>> BEGIN SOURCE DATA

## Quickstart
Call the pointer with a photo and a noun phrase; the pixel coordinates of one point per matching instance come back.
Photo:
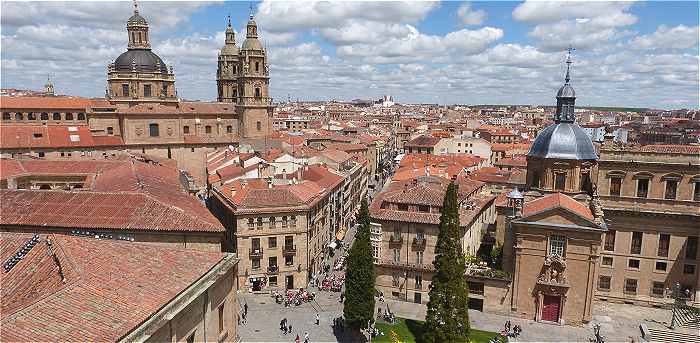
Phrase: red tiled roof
(556, 200)
(44, 102)
(672, 149)
(423, 141)
(127, 194)
(110, 287)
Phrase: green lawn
(411, 331)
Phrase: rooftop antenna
(568, 63)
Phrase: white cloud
(679, 37)
(469, 16)
(283, 16)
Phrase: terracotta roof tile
(92, 304)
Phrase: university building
(141, 111)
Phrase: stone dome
(145, 60)
(136, 19)
(251, 44)
(566, 141)
(566, 91)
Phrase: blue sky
(627, 53)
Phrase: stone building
(651, 199)
(405, 225)
(139, 75)
(67, 288)
(281, 228)
(243, 78)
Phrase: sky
(628, 54)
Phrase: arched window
(153, 130)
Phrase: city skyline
(627, 54)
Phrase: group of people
(286, 328)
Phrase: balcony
(410, 266)
(256, 253)
(418, 243)
(395, 240)
(254, 101)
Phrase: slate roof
(110, 287)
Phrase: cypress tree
(447, 319)
(359, 277)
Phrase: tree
(358, 309)
(447, 319)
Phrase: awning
(340, 234)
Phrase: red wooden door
(550, 308)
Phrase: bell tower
(254, 104)
(228, 68)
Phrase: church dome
(565, 140)
(145, 61)
(251, 44)
(566, 91)
(136, 19)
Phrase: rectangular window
(609, 240)
(631, 286)
(642, 188)
(559, 181)
(671, 186)
(221, 318)
(557, 245)
(153, 130)
(691, 248)
(607, 261)
(664, 242)
(636, 244)
(657, 289)
(419, 257)
(615, 186)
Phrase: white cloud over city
(346, 50)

>> END SOURCE DATA

THE PROBLEM: Render the material above as a Markdown table with columns headed "Row" and "Line", numbering each line in order and skipping blank lines. Omit the pictures from the table.

SOLUTION TO THIS TASK:
| Row | Line |
|---|---|
| 1 | ## Quickstart |
| 2 | Call the pointer with a photo and a noun phrase; the pixel coordinates of one point per matching instance come back. |
| 3 | Photo: |
| 4 | Phrase: red tiled roof |
| 5 | (556, 200) |
| 6 | (44, 102) |
| 7 | (672, 149) |
| 8 | (423, 141) |
| 9 | (127, 194) |
| 10 | (110, 287) |
| 11 | Phrase: green lawn |
| 12 | (411, 331) |
| 13 | Phrase: rooftop antenna |
| 14 | (568, 63) |
| 15 | Phrase: white cloud |
| 16 | (679, 37) |
| 17 | (469, 16) |
| 18 | (283, 16) |
| 19 | Phrase: terracotta roof tile |
| 20 | (92, 304) |
| 21 | Phrase: university building |
| 22 | (141, 111) |
| 23 | Phrase: stone dome |
| 24 | (145, 60) |
| 25 | (136, 19) |
| 26 | (251, 44) |
| 27 | (566, 141) |
| 28 | (566, 91) |
| 29 | Phrase: blue sky |
| 30 | (627, 53) |
| 31 | Phrase: stone building |
| 32 | (651, 199) |
| 33 | (405, 225) |
| 34 | (139, 75) |
| 35 | (67, 288) |
| 36 | (281, 228) |
| 37 | (243, 78) |
| 38 | Phrase: sky |
| 39 | (628, 54) |
| 40 | Phrase: arched window |
| 41 | (153, 130) |
| 42 | Phrase: city skyline |
| 43 | (627, 54) |
| 44 | Phrase: group of people |
| 45 | (286, 328) |
| 46 | Phrase: balcony |
| 47 | (410, 266) |
| 48 | (256, 253) |
| 49 | (418, 243) |
| 50 | (395, 240) |
| 51 | (254, 101) |
| 52 | Phrase: slate roof |
| 53 | (110, 287) |
| 54 | Phrase: cypress tree |
| 55 | (447, 319) |
| 56 | (359, 277) |
| 57 | Phrase: tree |
| 58 | (358, 309) |
| 59 | (447, 319) |
| 60 | Phrase: awning |
| 61 | (340, 234) |
| 62 | Phrase: red wooden door |
| 63 | (550, 308) |
| 64 | Phrase: bell tower |
| 65 | (254, 104) |
| 66 | (228, 68) |
| 67 | Phrase: church dome |
| 68 | (565, 140) |
| 69 | (145, 61) |
| 70 | (251, 44) |
| 71 | (566, 91) |
| 72 | (136, 19) |
| 73 | Phrase: rectangular window |
| 74 | (609, 240) |
| 75 | (631, 286) |
| 76 | (642, 188) |
| 77 | (559, 181) |
| 78 | (671, 186) |
| 79 | (221, 318) |
| 80 | (557, 245) |
| 81 | (153, 130) |
| 82 | (691, 248) |
| 83 | (607, 261) |
| 84 | (664, 242) |
| 85 | (636, 244) |
| 86 | (657, 289) |
| 87 | (419, 257) |
| 88 | (615, 186) |
| 89 | Phrase: white cloud over city |
| 90 | (346, 50) |